→ 課題
- A) マンガと美術についての資料によると、明治大学が2014年度の完成を目指して準備を進めている施設は何か。
- B) マンガと美術についての資料を、最後の文の後から書き継げ。

→ 資料
成相──とはいえ僕がやった「石子順造的世界展」ではつげ義春さん★70の「ねじ式」原画を出品したわけですが…
暮沢──あの展示を見て、マンガが美術史に組み込まれつつあるなと思いました。実際にマンガを研究して大学で博士号を取る人もいます。
成相──それと、アニメやマンガに直接の参照源を持つ美術作品が非常に増えました。これもこの10年ほどの動きのひとつだと思いますが、中原浩大さんや村上隆さんが登場した頃には違和感を伴っていたものが、今では通例とさえいえる状況になっています。
暮沢──旧バージョンをつくった時にネオ・ポップという項目を立て、「反発を呼ぶ」などと書いた記憶がありますが、それから10年経って、今では当たり前の風景になったと思います。
成相──東京都現代美術館のジブリ展をはじめとして、最近話題になったものだと『水木しげる』展★71や『大友克洋』展★72、『ONE PIECE展』★73など、もはやマンガ・アニメ展は泰西名画と並ぶブロックバスター展となっています。建築やデザインの展覧会も多くの集客がありますが、それらは学生が大部分であるのに対して、マンガやアニメはファン層がケタ違いに多い。こうした状況で求められるのが収蔵、常設展示や継続的な研究の場です。建築は国立近現代建築資料館が今度開設され、マンガについては明治大学が「東京国際マンガ図書館」★74を2014年度の完成を目指して準備を進めています。先ごろ米沢嘉博記念図書館が先行してオープンしました。

→ データ

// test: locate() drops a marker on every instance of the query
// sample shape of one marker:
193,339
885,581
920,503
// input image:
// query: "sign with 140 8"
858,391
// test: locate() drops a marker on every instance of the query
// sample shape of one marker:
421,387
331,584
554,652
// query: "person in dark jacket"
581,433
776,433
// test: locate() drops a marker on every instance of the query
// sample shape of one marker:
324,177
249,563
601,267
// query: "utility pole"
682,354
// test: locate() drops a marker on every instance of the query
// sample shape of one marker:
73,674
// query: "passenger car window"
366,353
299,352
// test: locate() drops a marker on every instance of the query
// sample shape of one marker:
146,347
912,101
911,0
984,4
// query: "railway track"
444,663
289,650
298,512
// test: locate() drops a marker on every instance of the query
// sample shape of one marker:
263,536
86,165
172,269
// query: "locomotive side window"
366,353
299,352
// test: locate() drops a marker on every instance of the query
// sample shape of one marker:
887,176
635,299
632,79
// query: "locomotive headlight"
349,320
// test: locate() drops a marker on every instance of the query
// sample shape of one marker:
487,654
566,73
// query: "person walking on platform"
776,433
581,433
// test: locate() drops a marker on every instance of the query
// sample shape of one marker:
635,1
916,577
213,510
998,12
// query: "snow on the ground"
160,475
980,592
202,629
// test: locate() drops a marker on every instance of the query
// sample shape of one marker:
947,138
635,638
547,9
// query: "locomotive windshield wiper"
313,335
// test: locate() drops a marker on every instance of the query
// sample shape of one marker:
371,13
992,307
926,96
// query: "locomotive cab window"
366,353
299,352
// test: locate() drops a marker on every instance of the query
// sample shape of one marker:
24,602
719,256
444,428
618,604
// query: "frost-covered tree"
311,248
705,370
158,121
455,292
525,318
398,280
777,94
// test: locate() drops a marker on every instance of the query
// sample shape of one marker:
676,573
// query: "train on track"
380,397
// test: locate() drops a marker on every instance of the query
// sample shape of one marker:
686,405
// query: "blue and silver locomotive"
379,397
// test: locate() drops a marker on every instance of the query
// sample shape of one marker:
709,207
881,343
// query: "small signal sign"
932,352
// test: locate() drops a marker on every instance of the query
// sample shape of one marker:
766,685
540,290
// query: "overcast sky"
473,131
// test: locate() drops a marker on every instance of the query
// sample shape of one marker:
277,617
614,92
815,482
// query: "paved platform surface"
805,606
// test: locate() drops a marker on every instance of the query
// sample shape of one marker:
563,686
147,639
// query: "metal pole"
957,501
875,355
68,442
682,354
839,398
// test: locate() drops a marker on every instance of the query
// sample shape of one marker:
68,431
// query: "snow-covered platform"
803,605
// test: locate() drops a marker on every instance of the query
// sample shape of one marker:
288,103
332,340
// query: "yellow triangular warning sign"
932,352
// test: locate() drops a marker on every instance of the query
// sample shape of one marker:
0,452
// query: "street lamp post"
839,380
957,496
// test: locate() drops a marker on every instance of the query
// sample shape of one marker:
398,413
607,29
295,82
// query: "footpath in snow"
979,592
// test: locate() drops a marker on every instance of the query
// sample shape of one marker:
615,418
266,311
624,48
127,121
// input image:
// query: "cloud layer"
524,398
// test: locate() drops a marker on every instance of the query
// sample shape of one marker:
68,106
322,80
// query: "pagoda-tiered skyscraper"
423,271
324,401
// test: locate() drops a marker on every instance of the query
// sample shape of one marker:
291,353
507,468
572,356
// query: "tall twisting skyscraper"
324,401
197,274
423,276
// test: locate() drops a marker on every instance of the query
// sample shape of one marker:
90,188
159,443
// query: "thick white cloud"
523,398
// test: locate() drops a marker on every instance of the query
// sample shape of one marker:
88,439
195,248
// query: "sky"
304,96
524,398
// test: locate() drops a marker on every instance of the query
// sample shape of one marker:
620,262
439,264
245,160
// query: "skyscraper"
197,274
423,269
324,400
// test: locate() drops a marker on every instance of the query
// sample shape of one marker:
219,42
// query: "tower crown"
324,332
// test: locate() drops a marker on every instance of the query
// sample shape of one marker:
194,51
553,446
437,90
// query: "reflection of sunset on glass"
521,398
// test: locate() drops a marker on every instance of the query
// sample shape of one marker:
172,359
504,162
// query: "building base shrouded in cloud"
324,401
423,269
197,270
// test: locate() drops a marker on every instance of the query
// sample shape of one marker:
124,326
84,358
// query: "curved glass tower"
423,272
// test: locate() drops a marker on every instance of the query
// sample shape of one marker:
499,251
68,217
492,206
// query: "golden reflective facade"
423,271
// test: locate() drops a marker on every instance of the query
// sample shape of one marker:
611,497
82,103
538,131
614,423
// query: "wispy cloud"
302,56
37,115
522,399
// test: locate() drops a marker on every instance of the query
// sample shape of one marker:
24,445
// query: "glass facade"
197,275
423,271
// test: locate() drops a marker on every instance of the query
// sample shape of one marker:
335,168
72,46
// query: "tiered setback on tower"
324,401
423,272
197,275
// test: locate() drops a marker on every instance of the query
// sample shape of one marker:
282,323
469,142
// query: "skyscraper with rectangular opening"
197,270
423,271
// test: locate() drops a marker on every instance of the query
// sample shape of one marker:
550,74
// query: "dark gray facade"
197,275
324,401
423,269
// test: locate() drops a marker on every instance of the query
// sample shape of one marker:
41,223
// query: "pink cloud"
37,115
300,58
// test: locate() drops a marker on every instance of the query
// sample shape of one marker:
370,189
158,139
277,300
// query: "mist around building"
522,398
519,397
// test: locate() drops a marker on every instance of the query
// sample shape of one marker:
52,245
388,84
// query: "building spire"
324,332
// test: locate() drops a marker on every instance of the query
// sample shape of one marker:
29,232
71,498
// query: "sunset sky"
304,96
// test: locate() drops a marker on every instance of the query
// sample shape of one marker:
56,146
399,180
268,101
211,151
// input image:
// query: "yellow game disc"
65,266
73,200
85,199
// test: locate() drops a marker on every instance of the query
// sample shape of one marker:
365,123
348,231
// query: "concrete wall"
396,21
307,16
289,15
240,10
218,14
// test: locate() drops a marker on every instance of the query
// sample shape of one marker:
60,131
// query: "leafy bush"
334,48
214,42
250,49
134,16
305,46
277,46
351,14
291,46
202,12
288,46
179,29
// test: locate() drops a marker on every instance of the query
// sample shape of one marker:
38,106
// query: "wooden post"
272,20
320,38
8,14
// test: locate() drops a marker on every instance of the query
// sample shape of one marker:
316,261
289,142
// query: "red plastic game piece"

→ 解答
- A) 東京国際マンガ図書館

- B)
暮沢──広島市まんが図書館や京都国際マンガミュージアムといったものもありますし、京都精華大学ではマンガ学部ができています。
足立──マンガの歴史は、他の分野に比べれば本当に研究されていないですよね。特に戦前のマンガについては、全然知られていない。そもそもマンガの資料が普通の図書館にはないので、自らコレクターとなるか、コレクターと知り合わなければ研究は不可能です。なのに、大学にはマンガの専攻がいくつもあったりします。しかし、同時代のマンガを理解するためにも、いずれきちんとマンガの歴史を研究できる環境が作られるべきだと思います。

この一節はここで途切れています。